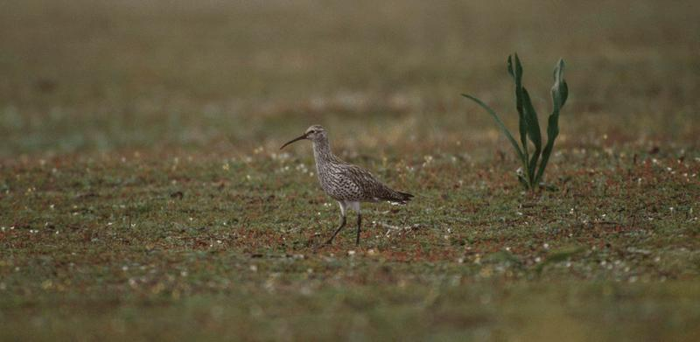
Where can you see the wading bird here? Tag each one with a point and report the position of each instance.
(346, 183)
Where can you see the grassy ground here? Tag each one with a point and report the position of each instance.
(142, 195)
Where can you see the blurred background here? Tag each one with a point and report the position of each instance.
(226, 76)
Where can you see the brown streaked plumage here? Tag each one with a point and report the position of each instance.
(346, 183)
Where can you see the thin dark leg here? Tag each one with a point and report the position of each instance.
(359, 228)
(342, 224)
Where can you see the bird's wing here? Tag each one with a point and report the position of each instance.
(370, 187)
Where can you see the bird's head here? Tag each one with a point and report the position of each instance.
(313, 133)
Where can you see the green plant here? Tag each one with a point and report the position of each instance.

Written request
Output the entries above exactly, without their pictures.

Finished task
Where can you see the wading bird here? Tag each one with a point and report the position of each instance.
(346, 183)
Where can you see the grassy ground here? Tag each one with a point and report the position of each instance.
(142, 195)
Where can you see the blurred background here? Tag each one with a point and report the position of each instance.
(226, 76)
Where can you see the brown streaked plumage here? Tag each one with a point and report the position of each instance.
(346, 183)
Where can you see the thin dark leg here? Tag each one with a point and report the position of each instance.
(359, 228)
(342, 224)
Where can you see the bird's wing here? Tag each one with a point and report the position of each instance.
(370, 187)
Where can you see the bird's head here? Tag each one with a point and report the position of each instance.
(313, 133)
Where can you see the green plant here? Tag each one with a point and report the position of each instance.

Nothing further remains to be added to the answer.